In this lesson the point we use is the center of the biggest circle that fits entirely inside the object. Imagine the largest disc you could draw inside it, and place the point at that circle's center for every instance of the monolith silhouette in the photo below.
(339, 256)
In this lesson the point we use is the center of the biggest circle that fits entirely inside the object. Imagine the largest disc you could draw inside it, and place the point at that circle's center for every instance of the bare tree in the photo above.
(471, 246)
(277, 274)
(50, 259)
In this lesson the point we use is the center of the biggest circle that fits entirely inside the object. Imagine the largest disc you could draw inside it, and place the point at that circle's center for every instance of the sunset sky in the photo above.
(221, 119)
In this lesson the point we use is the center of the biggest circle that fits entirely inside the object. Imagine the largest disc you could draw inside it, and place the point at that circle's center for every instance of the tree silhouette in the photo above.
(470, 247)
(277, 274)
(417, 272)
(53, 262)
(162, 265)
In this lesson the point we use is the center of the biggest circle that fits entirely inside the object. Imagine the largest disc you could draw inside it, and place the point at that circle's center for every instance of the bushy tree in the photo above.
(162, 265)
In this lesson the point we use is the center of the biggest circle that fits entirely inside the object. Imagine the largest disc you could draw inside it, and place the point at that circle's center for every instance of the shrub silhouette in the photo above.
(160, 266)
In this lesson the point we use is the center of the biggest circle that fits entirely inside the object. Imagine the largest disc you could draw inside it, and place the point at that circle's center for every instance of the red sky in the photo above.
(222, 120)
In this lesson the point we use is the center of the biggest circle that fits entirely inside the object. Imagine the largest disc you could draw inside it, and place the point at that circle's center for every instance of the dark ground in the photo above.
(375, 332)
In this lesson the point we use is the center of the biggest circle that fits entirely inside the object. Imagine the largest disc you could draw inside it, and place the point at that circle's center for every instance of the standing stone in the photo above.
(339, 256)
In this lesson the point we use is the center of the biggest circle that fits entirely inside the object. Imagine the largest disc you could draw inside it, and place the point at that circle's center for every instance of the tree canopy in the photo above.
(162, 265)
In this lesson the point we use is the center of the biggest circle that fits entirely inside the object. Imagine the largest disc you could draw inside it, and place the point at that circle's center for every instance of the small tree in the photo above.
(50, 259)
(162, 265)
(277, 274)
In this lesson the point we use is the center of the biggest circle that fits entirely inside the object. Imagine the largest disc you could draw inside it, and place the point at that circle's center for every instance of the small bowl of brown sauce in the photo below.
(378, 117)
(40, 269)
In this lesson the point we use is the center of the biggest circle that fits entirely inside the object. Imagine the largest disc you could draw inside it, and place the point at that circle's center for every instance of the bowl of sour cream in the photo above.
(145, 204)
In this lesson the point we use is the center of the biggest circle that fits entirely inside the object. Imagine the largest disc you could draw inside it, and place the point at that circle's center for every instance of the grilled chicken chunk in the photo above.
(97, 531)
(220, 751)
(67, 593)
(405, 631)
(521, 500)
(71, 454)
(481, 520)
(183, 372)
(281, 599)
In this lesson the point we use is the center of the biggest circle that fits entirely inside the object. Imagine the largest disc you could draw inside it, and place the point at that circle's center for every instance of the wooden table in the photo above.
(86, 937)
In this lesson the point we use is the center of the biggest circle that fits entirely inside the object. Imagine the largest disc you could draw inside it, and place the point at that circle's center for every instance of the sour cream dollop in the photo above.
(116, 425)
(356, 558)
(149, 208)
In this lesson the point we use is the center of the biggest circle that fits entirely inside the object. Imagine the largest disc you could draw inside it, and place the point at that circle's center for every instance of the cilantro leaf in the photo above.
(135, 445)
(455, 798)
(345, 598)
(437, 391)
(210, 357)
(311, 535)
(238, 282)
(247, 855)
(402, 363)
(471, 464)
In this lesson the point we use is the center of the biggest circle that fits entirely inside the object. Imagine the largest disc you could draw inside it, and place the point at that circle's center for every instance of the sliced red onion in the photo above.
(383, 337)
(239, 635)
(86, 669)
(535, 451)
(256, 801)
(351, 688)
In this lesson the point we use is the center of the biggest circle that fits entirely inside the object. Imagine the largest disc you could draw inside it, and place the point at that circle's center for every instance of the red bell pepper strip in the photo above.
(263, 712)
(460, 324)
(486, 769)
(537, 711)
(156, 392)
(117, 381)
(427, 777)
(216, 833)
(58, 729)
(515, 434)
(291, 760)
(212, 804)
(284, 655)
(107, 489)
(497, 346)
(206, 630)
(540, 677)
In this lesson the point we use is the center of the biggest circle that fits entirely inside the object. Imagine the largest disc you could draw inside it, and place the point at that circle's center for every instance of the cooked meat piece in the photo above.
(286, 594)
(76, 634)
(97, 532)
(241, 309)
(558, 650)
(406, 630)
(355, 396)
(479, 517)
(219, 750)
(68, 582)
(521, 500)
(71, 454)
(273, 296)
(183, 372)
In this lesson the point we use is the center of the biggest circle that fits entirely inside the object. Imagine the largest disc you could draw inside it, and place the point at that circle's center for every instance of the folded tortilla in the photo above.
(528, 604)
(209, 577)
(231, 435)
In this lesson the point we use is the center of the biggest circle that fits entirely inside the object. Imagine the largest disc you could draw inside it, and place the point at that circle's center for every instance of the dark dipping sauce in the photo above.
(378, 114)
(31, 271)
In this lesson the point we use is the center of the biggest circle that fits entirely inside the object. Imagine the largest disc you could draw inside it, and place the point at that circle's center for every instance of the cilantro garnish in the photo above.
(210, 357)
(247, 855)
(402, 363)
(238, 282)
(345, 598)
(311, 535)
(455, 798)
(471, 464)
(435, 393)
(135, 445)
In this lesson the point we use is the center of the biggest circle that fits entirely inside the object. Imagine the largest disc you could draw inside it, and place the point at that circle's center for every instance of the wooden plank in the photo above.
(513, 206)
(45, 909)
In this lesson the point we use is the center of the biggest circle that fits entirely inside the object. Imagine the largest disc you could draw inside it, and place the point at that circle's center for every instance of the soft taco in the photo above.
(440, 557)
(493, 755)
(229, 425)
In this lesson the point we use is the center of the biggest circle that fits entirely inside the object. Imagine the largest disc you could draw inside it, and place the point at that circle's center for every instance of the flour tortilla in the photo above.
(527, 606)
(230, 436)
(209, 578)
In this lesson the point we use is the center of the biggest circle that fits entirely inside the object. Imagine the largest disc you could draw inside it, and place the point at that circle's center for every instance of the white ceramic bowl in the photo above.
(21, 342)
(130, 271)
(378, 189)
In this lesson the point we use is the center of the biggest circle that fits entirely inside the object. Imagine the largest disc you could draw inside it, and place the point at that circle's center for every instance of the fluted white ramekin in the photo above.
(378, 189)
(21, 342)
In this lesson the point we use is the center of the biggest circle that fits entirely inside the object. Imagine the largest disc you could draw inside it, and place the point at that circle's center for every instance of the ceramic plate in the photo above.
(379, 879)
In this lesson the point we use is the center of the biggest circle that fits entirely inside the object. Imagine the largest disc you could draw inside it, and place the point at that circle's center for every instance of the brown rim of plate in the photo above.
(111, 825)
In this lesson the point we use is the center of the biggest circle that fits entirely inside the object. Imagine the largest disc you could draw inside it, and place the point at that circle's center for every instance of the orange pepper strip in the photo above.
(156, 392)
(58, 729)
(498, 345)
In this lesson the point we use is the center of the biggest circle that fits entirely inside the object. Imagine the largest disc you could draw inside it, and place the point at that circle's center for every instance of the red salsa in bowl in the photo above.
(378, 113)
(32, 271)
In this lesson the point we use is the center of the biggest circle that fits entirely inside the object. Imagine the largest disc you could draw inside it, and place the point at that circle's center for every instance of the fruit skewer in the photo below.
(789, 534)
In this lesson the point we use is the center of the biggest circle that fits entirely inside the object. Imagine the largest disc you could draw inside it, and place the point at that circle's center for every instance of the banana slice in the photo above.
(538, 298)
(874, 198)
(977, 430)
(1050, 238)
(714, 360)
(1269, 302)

INSTRUCTIONS TO FOLLOW
Print the material word for word, with nothing left out.

EXERCISE ANSWER
In this lesson the point we use is the center of the biggest circle that fits entirely inside the object. Imagine the largest disc you could draw inside it, and place the point at that circle's center for every instance of the monolith silhouette in the photo below.
(339, 256)
In this lesson the point we use is the center of the biggest circle that fits entirely inside the object. Imagine the largest disc you could draw inside it, and place the point at that circle's center for every instance of the bare tree in the photo above.
(471, 246)
(277, 274)
(50, 259)
In this lesson the point we use is the center of the biggest circle that fits entirely inside the object. Imagine the largest disc you could draw inside it, and place the point at that circle's center for every instance of the sunset sky in the photo above.
(221, 119)
In this lesson the point we use is the center of the biggest circle that fits entirely inside the object. Imagine the largest disc you could draw inside it, and place the point at that circle's center for every instance of the tree silhouette in the photo above.
(470, 247)
(277, 274)
(417, 272)
(53, 262)
(162, 265)
In this lesson the point we use is the center of the biggest circle that fits entirely inside the object. Imagine the largest disc you could draw inside it, and place the point at that circle's center for every instance of the bushy tree in the photo above.
(162, 265)
In this lesson the point we use is the center of the biggest circle that fits entirely inside the object. Imagine the largest disc you could draw inside it, and place the point at that circle's center for every instance of the shrub silhouette in the photo above.
(160, 266)
In this lesson the point we use is the center of the biggest circle that fits entirely inside the object. Imagine the largest disc you could draw inside it, and place the point at that circle's center for every instance of the red sky in the photo above.
(222, 120)
In this lesson the point we use is the center of the biggest circle that fits entirely inside the object. Imagine the largest disc you could draw inside it, and place the point at that circle's center for every instance of the dark ground in the photo above.
(375, 332)
In this lesson the point we use is the center of the biggest circle that fits entirely inside the object. Imagine the largest disc you could draw inside it, and place the point at that circle's center for every instance of the standing stone in the photo above.
(339, 256)
In this lesson the point we use is the center of the biggest circle that fits entirely inside the object. Imagine the largest disc you could draw inside it, and place the point at that circle's center for every instance of the tree canopy in the photo above.
(162, 265)
In this lesson the point we use is the center of the biggest circle that fits entirely inside the object. Imagine the largest disc you could draw inside it, and place the point at that circle's center for every instance of the small tree in the photo above.
(50, 259)
(162, 265)
(277, 274)
In this lesson the point we use is the center of the biggest circle that fits entirely inside the object. Imagine the largest disc you could draw inside it, and place the point at that circle's center for every instance of the small bowl of brown sauce in the photo below.
(378, 117)
(40, 269)
In this lesson the point we use is the center of the biggest circle that fits entirely inside the object. Imagine the largest disc you could draw inside it, and place the point at that circle's center for every instance of the bowl of sour cream in the photo above.
(145, 204)
In this lesson the point we use is the center of the biggest circle that fits entirely inside the object. Imagine the largest disc you could draw inside it, and place the point at that circle's center for every instance of the grilled chicken chunk in the photo above.
(97, 531)
(220, 751)
(67, 593)
(405, 631)
(521, 500)
(71, 454)
(481, 520)
(183, 372)
(281, 599)
In this lesson the point we use is the center of the biggest circle that fits entirely inside the object. Imagine the largest disc you could draw inside it, and place the point at that circle's center for every instance of the wooden table in the photo above.
(86, 937)
In this lesson the point we use is the center of the biggest circle that fits entirely inside the object. Imagine the largest disc you could draw inside it, and place the point at that circle's center for every instance of the sour cream dollop in the photo above.
(116, 425)
(356, 558)
(149, 208)
In this lesson the point we use is the center of the biggest circle that fits entirely inside the object. Imagine the largest disc you could draw inside it, and place the point at that circle's center for every instance of the cilantro leaf in the photo above.
(135, 445)
(455, 798)
(345, 598)
(437, 391)
(210, 357)
(311, 535)
(238, 282)
(247, 855)
(402, 363)
(471, 464)
In this lesson the point we use is the center of the biggest circle that fits entirely inside the object. Imagine the largest disc you could draw inside it, and place the point at that circle's center for every instance of the sliced red onion in the photo above.
(383, 337)
(239, 635)
(86, 669)
(535, 451)
(256, 801)
(351, 688)
In this lesson the point we use is the center of the biggest circle that fits entirely inside the object. Imagine the largest disc you could draw inside it, and place the point at that circle's center for every instance of the red bell pepper strip in the photo above.
(263, 712)
(460, 324)
(486, 769)
(537, 711)
(156, 392)
(117, 381)
(427, 777)
(216, 833)
(58, 729)
(515, 434)
(291, 760)
(212, 804)
(284, 655)
(107, 489)
(497, 346)
(206, 630)
(540, 677)
In this lesson the point we use is the center of the biggest circle that fits entirely inside the object. Imagine the largest disc you could draw inside it, and place the point at that circle's center for every instance of the cooked meat piece in the photo above.
(286, 594)
(76, 634)
(97, 532)
(241, 309)
(558, 650)
(406, 630)
(355, 396)
(479, 517)
(219, 750)
(68, 582)
(521, 500)
(71, 454)
(273, 296)
(183, 372)
In this lesson the point we use is the center of the biggest circle that fits entirely inside the object. Imagine the largest disc you could draw inside it, and place the point at that circle's center for every instance of the folded tortilla in the photo above.
(528, 604)
(209, 577)
(231, 435)
In this lesson the point we use is the center of the biggest circle that fits entirely inside the object. Imagine the largest disc you could draw inside it, and place the point at that circle's center for every instance of the dark dipping sauce in the photo above.
(378, 114)
(31, 271)
In this lesson the point we use is the center of the biggest circle that fits entirely inside the object. Imagine the largest disc you could draw inside it, and place the point at that circle's center for every instance of the cilantro garnish in the photo above.
(210, 357)
(247, 855)
(402, 363)
(238, 282)
(345, 598)
(311, 535)
(455, 798)
(471, 464)
(435, 393)
(135, 445)
In this lesson the point we use is the center of the biggest circle that fits entirely inside the object. Imagine the largest disc you could draw inside it, and place the point at that circle's center for every instance of the wooden plank in the photo above.
(513, 206)
(45, 909)
In this lesson the point we use is the center of the biggest circle that fits entirely inside the object. Imagine the largest disc you could draw inside it, and place the point at that circle's center for every instance of the soft taco in the photo above.
(440, 557)
(493, 755)
(229, 425)
In this lesson the point we use is the center of the biggest circle that fits entirely inside the object. Imagine the largest disc you could draw inside it, and place the point at that circle's center for every instance of the flour tortilla in the photo above.
(527, 606)
(230, 436)
(209, 578)
In this lesson the point we use is the center of the biggest circle that fits entirely inside the object. Imagine the largest disc you could draw inside it, and place the point at that circle's center for every instance of the white ceramic bowl in the photo above.
(21, 342)
(130, 271)
(378, 189)
In this lesson the point we use is the center of the biggest circle that fits entirely inside the object. Imagine the largest disc you could draw inside it, and place the point at that circle's center for every instance of the fluted white ramekin in the photo above.
(378, 189)
(21, 342)
In this lesson the point we use is the center of the biggest circle that fits entirely inside the object. Imagine the largest disc you could draw inside it, and place the point at that circle's center for every instance of the ceramic plate in the photo above.
(379, 879)
In this lesson the point we use is the center of the biggest circle that fits entirely inside the object. Imagine the largest disc you could draw inside it, and place the point at that circle's center for every instance of the brown rim of plate in the photo above.
(111, 825)
In this lesson the point we use is the center of the biggest circle that fits entirely inside the object. Imagine the largest disc you could draw inside it, and place the point at that circle's center for every instance of the orange pepper strip in the photo above.
(156, 392)
(58, 729)
(498, 345)
In this lesson the point we use is the center of the biggest circle that fits entirely inside the object. Imagine the largest disc you could draw inside it, and place the point at that circle's center for every instance of the red salsa in bowl in the photo above.
(378, 113)
(32, 271)
In this lesson the point we use is the center of the biggest circle that fits entirely inside the object. Imagine the largest disc you could draw inside it, and place the point at that circle's center for every instance of the fruit skewer in the photo below.
(789, 534)
In this lesson the point we use is the center of the biggest circle that fits entirely inside the object. Imagine the largest disc you could draw inside it, and place the point at that circle's center for every instance of the banana slice in the photo above.
(538, 298)
(874, 198)
(977, 430)
(1050, 238)
(714, 360)
(1269, 302)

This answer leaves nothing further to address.